• _WORK TO DO_:
Change "woman's nose" to "person's nose" in everything from the first of these lines down to and including the line that contains "99), (182, 93)]", and give those lines again with nothing else altered.

• _INPUT FOR THIS TASK_:
-------

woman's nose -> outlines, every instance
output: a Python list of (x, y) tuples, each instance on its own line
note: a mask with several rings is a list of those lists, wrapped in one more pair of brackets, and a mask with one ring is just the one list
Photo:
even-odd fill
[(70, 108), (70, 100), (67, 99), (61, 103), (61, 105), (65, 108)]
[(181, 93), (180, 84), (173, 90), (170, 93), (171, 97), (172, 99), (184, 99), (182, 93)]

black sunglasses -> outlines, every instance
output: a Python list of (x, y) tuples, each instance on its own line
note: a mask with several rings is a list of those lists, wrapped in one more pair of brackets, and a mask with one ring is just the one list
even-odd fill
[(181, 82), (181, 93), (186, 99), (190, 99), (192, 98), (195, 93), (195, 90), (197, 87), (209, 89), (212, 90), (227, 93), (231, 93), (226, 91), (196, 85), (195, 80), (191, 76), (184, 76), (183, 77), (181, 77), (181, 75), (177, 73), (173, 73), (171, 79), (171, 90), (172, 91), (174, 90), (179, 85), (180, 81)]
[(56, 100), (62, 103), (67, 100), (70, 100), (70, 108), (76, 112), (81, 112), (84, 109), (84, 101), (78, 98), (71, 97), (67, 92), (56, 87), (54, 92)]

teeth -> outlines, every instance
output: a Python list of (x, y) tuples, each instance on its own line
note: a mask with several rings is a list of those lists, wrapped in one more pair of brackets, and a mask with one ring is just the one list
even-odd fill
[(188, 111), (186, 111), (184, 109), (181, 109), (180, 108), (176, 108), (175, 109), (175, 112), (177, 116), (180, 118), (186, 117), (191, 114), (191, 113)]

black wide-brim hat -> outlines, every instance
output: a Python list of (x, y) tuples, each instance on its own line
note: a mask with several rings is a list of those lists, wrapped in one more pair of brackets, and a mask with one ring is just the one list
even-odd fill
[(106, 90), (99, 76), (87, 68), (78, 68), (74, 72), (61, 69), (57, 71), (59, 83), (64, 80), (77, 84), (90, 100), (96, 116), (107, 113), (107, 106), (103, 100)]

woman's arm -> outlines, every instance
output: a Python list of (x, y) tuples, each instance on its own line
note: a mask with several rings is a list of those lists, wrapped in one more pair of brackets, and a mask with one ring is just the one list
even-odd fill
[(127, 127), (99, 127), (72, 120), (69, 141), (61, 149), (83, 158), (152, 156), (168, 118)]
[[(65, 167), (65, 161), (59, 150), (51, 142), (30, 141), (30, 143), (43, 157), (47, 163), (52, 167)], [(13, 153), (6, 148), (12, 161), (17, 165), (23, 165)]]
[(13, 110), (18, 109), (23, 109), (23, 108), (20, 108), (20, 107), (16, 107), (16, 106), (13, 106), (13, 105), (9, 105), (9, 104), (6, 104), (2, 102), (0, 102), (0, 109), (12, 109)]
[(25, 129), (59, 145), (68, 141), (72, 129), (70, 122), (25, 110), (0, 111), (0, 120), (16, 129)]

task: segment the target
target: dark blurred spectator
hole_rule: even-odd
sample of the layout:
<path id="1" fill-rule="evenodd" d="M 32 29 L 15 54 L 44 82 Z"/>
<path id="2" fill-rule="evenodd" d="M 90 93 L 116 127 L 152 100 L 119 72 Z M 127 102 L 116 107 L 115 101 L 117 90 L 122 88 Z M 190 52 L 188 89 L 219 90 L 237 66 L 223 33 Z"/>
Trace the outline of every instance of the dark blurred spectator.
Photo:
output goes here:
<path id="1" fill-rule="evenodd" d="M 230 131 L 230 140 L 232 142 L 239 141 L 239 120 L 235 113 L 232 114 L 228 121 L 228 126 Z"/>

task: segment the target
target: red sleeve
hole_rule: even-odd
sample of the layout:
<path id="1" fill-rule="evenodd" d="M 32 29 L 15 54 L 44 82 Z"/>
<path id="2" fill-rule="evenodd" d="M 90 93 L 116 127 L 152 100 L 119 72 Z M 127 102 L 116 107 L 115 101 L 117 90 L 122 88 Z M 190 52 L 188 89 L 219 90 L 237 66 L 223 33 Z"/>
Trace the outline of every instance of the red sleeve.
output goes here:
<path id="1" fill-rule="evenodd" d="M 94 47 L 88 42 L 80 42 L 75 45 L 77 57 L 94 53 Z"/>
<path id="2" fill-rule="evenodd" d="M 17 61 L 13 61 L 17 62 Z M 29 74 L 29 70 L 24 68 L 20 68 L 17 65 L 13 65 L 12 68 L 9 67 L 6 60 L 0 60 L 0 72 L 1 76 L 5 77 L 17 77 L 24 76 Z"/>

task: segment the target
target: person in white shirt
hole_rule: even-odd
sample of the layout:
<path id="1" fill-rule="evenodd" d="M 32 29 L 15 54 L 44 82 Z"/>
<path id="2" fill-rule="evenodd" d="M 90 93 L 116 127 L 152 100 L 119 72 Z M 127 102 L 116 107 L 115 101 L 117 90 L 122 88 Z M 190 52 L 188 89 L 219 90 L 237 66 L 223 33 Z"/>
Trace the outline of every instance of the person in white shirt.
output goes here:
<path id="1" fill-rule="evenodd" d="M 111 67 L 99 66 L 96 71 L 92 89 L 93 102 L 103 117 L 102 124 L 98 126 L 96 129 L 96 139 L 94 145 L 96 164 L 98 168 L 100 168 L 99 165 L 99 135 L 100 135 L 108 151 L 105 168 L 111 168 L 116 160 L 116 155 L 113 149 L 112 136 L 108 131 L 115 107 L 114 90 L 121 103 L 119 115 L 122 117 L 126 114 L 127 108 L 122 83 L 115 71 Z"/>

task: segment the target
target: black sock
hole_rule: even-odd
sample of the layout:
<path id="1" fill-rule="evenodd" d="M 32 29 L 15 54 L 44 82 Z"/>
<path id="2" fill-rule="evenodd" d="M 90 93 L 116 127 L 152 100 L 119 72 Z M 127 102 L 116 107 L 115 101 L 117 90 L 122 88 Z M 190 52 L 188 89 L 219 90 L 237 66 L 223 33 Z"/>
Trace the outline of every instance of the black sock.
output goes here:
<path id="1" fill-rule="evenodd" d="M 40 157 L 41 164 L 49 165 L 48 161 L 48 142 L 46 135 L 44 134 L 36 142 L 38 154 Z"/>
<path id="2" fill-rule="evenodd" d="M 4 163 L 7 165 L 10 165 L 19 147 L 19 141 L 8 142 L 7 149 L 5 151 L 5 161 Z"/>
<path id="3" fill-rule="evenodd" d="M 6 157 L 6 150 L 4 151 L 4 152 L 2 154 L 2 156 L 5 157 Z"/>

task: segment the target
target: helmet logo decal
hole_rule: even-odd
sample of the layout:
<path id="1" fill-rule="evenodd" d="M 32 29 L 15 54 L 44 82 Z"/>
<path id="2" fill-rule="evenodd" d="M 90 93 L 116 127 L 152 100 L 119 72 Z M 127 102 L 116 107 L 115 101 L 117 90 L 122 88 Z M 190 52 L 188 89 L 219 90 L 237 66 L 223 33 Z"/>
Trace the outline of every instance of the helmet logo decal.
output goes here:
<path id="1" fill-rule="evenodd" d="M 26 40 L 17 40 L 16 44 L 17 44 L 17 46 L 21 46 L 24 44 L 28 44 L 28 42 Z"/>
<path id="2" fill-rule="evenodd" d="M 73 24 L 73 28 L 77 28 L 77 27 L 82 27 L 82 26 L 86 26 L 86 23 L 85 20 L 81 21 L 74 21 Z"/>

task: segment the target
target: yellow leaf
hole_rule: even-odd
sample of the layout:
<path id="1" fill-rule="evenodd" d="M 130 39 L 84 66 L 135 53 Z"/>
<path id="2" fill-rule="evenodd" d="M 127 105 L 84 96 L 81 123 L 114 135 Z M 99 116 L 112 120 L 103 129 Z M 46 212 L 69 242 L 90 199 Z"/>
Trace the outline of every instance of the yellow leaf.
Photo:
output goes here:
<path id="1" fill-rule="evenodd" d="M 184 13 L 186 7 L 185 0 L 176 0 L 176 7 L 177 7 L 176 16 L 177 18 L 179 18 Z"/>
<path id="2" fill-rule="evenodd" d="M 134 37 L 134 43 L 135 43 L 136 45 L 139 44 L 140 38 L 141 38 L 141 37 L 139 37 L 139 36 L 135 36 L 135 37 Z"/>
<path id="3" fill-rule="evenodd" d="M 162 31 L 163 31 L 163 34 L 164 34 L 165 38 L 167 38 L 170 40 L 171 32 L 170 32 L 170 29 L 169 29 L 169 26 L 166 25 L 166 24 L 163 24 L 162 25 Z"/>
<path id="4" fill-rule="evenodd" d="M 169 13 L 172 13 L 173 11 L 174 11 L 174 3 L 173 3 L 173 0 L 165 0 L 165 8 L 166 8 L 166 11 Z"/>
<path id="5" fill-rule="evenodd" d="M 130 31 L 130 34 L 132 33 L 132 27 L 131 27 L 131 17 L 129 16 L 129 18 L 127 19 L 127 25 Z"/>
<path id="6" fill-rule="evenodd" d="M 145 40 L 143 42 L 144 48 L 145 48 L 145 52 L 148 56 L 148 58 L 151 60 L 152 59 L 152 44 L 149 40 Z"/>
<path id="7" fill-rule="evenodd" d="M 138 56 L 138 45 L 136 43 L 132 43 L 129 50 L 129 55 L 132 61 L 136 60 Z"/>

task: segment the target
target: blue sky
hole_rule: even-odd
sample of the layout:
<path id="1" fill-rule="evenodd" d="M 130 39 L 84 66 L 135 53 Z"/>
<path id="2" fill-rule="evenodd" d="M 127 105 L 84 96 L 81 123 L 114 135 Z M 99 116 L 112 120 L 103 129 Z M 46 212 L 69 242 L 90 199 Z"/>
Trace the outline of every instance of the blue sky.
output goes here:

-------

• _WORKED SOLUTION_:
person's nose -> outlines, every instance
output: a Python list of (x, y) tuples, each instance on its own line
note: a mask with several rings is a list of those lists, wrapped in one more pair of brackets, and a mask with one ring is just the one list
Photo:
even-odd fill
[(70, 108), (70, 100), (67, 99), (61, 103), (61, 105), (65, 108)]
[(181, 93), (180, 84), (173, 90), (170, 93), (171, 97), (172, 99), (184, 99), (182, 93)]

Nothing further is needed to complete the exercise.